* Begin EXTRACT TO READ *

George Booker
Psalms Studies - Book 5

Psalm 131

1. A psalm of David

This, one of David’s psalms, is incorporated into the Songs of Degrees because it expresses the most perfect and sincere resignation to the will of the Father. Here is the faith of a little child, single-minded and guileless (Matt. 18:3), which so characterized all the actions of both David and Hezekiah. This song of David has its roots in his early career. Some allusions may be traced in 1 Samuel:

David, anointed in the midst of his brothers (Psa. 23:5;45:7).
He became a skilful and prudent young man who found favor in the king’s sight.
Because of this, he was charged by his brothers with pride and naughtiness of heart (131:1).
Nevertheless, David expresses his humility: “I am a poor man, and lightly esteemed” (v. 1).

* End EXTRACT TO READ *

#### AIM A
From the Psalm 131 study, extract the passage between "George Booker" and "the king’s sight.", inclusive.
#### AIM B
List every reference that appears in parentheses in the Psalm 131 study.

* Begin PROVIDED DATA *

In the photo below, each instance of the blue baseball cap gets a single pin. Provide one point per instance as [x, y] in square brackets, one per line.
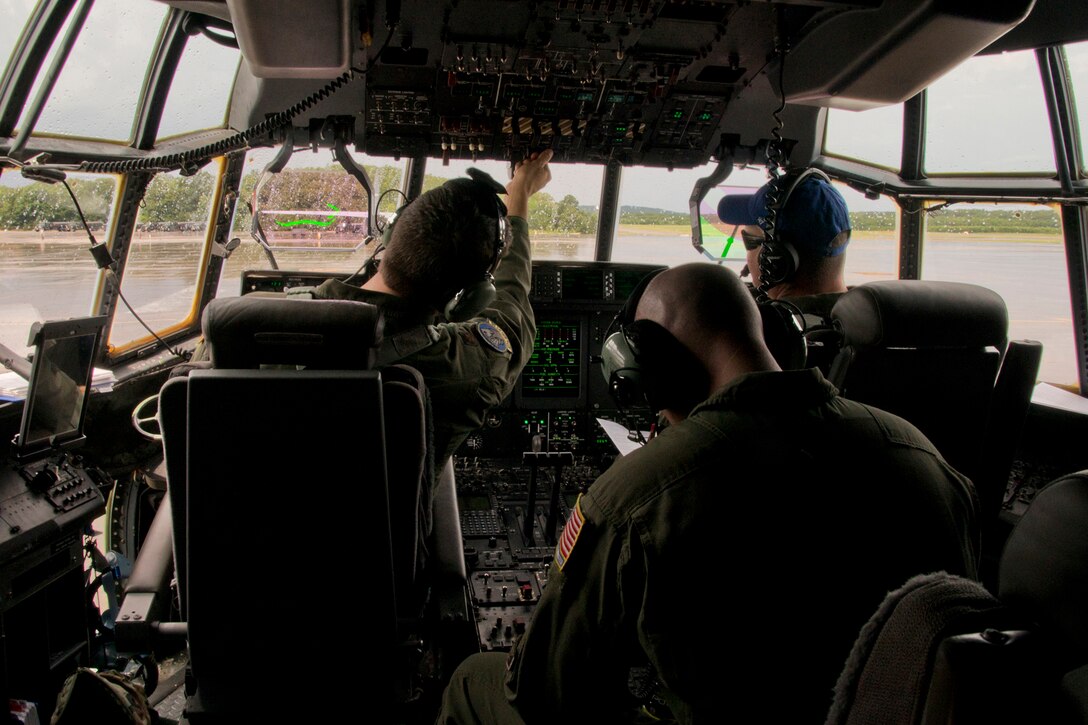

* End PROVIDED DATA *

#### CORRECT OUTPUT A
George Booker
Psalms Studies - Book 5

Psalm 131

1. A psalm of David

This, one of David’s psalms, is incorporated into the Songs of Degrees because it expresses the most perfect and sincere resignation to the will of the Father. Here is the faith of a little child, single-minded and guileless (Matt. 18:3), which so characterized all the actions of both David and Hezekiah. This song of David has its roots in his early career. Some allusions may be traced in 1 Samuel:

David, anointed in the midst of his brothers (Psa. 23:5;45:7).
He became a skilful and prudent young man who found favor in the king’s sight.

#### CORRECT OUTPUT B
Matt. 18:3
Psa. 23:5;45:7
131:1
v. 1